+++ Data records

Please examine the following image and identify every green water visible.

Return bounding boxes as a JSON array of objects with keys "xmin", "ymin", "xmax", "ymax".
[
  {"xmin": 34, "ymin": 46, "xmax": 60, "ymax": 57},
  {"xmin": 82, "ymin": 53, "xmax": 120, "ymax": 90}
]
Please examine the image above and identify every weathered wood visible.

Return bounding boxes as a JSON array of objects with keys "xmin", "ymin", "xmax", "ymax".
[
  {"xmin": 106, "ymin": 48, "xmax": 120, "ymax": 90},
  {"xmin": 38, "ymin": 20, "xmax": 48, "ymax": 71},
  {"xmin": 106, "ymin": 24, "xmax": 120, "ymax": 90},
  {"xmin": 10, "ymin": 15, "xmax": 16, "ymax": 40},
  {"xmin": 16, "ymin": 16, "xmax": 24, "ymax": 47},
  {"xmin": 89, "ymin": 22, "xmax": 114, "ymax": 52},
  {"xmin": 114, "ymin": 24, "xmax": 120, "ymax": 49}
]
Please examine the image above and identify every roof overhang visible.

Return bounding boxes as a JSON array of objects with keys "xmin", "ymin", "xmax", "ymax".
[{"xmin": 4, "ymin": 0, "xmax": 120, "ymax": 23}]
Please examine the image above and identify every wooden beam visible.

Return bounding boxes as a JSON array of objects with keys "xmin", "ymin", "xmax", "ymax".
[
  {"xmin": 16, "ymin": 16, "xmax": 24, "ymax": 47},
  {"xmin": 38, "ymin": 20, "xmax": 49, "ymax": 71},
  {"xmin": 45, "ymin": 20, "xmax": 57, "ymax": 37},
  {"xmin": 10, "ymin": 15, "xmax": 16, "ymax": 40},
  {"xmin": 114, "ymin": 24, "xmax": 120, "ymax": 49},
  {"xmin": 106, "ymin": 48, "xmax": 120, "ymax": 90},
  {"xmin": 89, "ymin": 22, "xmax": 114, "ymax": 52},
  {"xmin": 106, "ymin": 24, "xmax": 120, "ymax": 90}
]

++++++

*What the task requires:*
Going through the listing above, copy out every line that has the string "Please".

*Output for this exercise:*
Please examine the following image and identify every green water visible.
Please examine the image above and identify every weathered wood visible.
Please examine the image above and identify every roof overhang visible.
Please examine the image above and identify every wooden beam visible.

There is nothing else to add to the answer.